--- Source excerpt ---

WCF Instancing, Concurrency, and Throttling – Part 3

In part 1 and 2, I talked about instancing and concurrency. In this post, the 3rd and final post on this subject, I’m going to show an example of how you can use throttling to achieve optimal throughput for a service. But first…

What is throttling?

Throttling is a way for you to limit (“throttle”) the throughput of your service so that resources (memory, CPU, network, etc.) are kept at healthy levels. How you throttle a service will depend largely on the resources a particular machine has. For example, a service deployed to a machine with 1 processor, 2G RAM, and Fast Ethernet would be throttled less aggressively if deployed to a machine with 4 processors, 16G RAM, and Gigabit Ethernet.

How is throttling achieved?

In WCF, throttling is achieved by applying the ServiceThrottlingBehavior to the service. This service behavior provides 3 knobs (MaxConcurrentCalls, MaxConcurrentInstances, MaxConcurrentSessions) that can be dialed up/down. I’m going to assume you are already familiar with these. If not, then please review these links before proceeding.

For this topic of discussion, I’m going to use the same service I described in part 2, which simulated some long-running work by sleeping for 5 seconds. The service is PerCall/Multiple Concurrency and hosted in a console application with one endpoint using WsHttpBinding default settings. I’m also going to be using the load testing tools that are part of the Visual Studio Test Edition to see how my throttling adjustments impact the throughput of the service. My test harness is going to simulate 100 concurrent users using a constant load pattern for a period of 1 minute. Each simulated user will instantiate a proxy to the service and then proceed to call the service repeatedly using that proxy. In other words, I’m not incurring the overhead of recreating the client proxy and re-negotiating the security context for each and every call. I’m only incurring this overhead once for each of the 100 users.

Load Test 1

Throttle Settings

None. For this first test, I’m just going to see what results I get without applying any throttling behaviors.

clip_image001

clip_image002

clip_image003

Conclusion

Right away there are a few things that catch my eye.

1. Total Tests were only 106. Considering that I had 100 users, that’s not a very impressive number (about 1 test per user).

2. The average test time for the 60 second run was 32.4 seconds. Again, since my service should only take about 5 seconds to return a result, this too is unacceptable.

3. The average test time grew as the test progressed. At 55 seconds into the test, we measured 51.9 seconds as the average!

4. Finally, the processor wasn’t working very hard at all (less than 20% for most of the test).

--- Supplied data ---
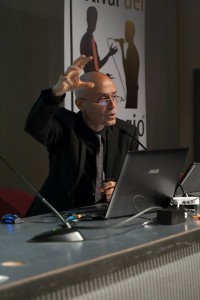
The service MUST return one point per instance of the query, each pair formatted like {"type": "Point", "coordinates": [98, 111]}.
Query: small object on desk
{"type": "Point", "coordinates": [171, 216]}
{"type": "Point", "coordinates": [11, 219]}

--- Given problem A ---
In the WCF throttling post, what was the average test time during the 60-second run of Load Test 1?
--- Given problem B ---
Continue the WCF throttling post from its last sentence.

--- Right answer A ---
32.4 seconds.

--- Right answer B ---
If you don’t apply any throttling behavior to your service, then you essentially get WCF’s default throttling settings, which are

clip_image004

Considering these numbers, the results above begin to make some sense. First, look at the MaxConcurrentSessions setting. It defaults to 10. However, our test harness is simulating 100 concurrent users. Since our binding is a binding with session, we’re limited to just 10 concurrent users. Since each test takes about 5 seconds to run, a single user can only perform about 12 calls over a 60 second period. Multiply 12 (calls a user can make per 60 second period) by 10 (MaxConcurrentSessions) and you get 120 tests total. Now, you have to remember that WsHttpBinding is a secure binding so there is the initial overhead of establishing the security context. Plus, there is additional overhead beyond the 5 seconds we sleep during the service call. So, the number of calls a single user can make in a 60 second period is actually a little less than 12. As we see on this first run, it was about 10.6 calls over a 60 second period. So, our 106 Total Tests is the result of our 10 concurrent users running about 10.6 tests during the 60 second period.

So, for the next run, we need to increase the MaxConcurrentSessions.

Load Test 2

Throttle Settings

clip_image005

clip_image006

clip_image007

clip_image008

Conclusion

Some improvement.

1. Total tests increased from 106 to 164.

2. Average test time improved from 32.4 seconds to 26.9 seconds. Still, for a service call that should take just over 5 seconds, this is unacceptable. Our goal is to get this number as close as possible to 5 seconds.

3. The average test time is still growing.

4. The processor is still not working very hard. Interestingly though, our processor did level out nicely on this run as compared to the last run. This mainly has to do with the fact that the overhead of establishing the security context for all users was incurred at the beginning of the test, which is why you see the first recording of processor time being higher (about 75%) in this run.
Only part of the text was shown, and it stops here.